Naples is a mixture. It's already a dish cooked by several hands, with spices from afar and scents that combine the quintessence of flowers with the decayed remains of sardines left out on the sidewalk for the cats.
Naples is a city with so many lovers that its trees have lost their fruit. Its phantoms have mislaid their manes and its streets their names; because Naples has been buried like something shameful under heaps of filth on which flourishes the pollen of sickness, cholera or plague take your pick. Even the wind does its bit for the transport of nauseating miasmas.
Naples is being denuded, then forgotten, like a bride abandoned on her wedding night. Nobody's taking care of her any longer, not even the brigands who owe her their fortune.
As in a desert after battle, the districts that watched over the beauty of Naples have declined. They've become open sores under a moribund sun, in the defeated eyes of haggard strangers. You have to beseech words for a morsel of mercy to tell how the wounds of San Giorgio or San Antonio might be treated. You have to ask the wind to take another route; there's nothing to come here for.
You wait for good news, as in time of war; and none comes. Bags pile up on bags and spread out like a backdrop for a play on the end of the world.
The memory of Naples reposes, now, in so much dirt. What well-meaning hand will drag it out of this magma that makes no sense? All the mirrors have gone crazy, reflecting other faces, new images in which children walk upside down. Fear grows like a rumour and makes holes in bodies. It's an epidemic one of dirty money, and traffickers in all that can be bought or sold.
The dogs are sad. They go round in circles, howling at men's madness. It's a sea that's come to land at the entrance to the city, full of objects and remorse left by Naples. All the rubbish speaks of life; there's skin and bones, remnants of existence. Each bag contains a little life. There's kitchen detritus, gone-off food, broken toys, a worn-out toothbrush, a shoe, old tomatoes, and much shit.
Shit's human! What a platitude; what an observation! It took this invasion of filth to show that man's not this oh-so-refined creature dancing with a rose in his buttonhole. Naples and its surroundings under amazing amounts of garbage it's the future of the world. It's a kind of violence that besmirches the eyes. And the eyes look away. In modesty; maybe in fear.
But what if the sated rats come down into the town for an interminable parade? And what if they start attacking the children in their sleep? Rats and flies. Rats and crows. Rats and death, hovering over the city. It's a powder keg of a war without a name.
Between the road and the city, a dried-up river bed, a frontier in the rubbish of impoverished humanity. They're told that's the way it is. They're told it's the government's fault. They're told it's the illegal immigrants' rubbish, doomed to be overlooked. They're told so many things that even the cats, the stray dogs and the moles believe them.
===============
- TO DO -
**a.** Translate this sentence from the passage about Naples into Spanish: "You wait for good news, as in time of war; and none comes."
**b.** Duplicate the passage about Naples word for word, starting with "The memory of" and going on through "bought or sold.".

Items from a data source:
===============
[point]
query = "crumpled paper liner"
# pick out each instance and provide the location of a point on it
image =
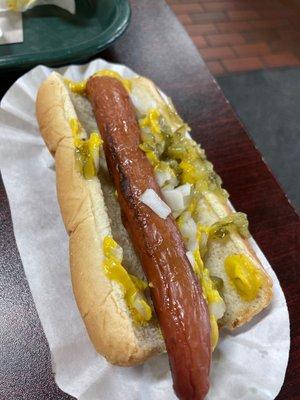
(247, 365)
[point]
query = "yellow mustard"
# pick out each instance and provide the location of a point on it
(151, 121)
(86, 151)
(132, 286)
(80, 87)
(76, 87)
(152, 157)
(243, 274)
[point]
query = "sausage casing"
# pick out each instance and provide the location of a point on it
(175, 291)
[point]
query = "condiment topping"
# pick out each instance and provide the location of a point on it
(244, 276)
(132, 286)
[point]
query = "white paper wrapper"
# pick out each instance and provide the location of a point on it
(23, 5)
(247, 365)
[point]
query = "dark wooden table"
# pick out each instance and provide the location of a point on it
(157, 46)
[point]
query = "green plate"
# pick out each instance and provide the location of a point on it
(54, 37)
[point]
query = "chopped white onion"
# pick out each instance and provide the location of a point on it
(153, 201)
(184, 189)
(217, 308)
(177, 213)
(174, 199)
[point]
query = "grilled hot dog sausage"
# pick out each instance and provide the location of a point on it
(177, 297)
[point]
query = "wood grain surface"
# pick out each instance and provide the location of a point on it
(157, 46)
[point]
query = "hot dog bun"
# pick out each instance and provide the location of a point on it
(85, 215)
(91, 211)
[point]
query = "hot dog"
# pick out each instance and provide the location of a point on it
===============
- TASK-BY-TASK OUTPUTS -
**a.** Esperas buenas noticias, como en tiempos de guerra; y no llega ninguna.

**b.**
The memory of Naples reposes, now, in so much dirt. What well-meaning hand will drag it out of this magma that makes no sense? All the mirrors have gone crazy, reflecting other faces, new images in which children walk upside down. Fear grows like a rumour and makes holes in bodies. It's an epidemic one of dirty money, and traffickers in all that can be bought or sold.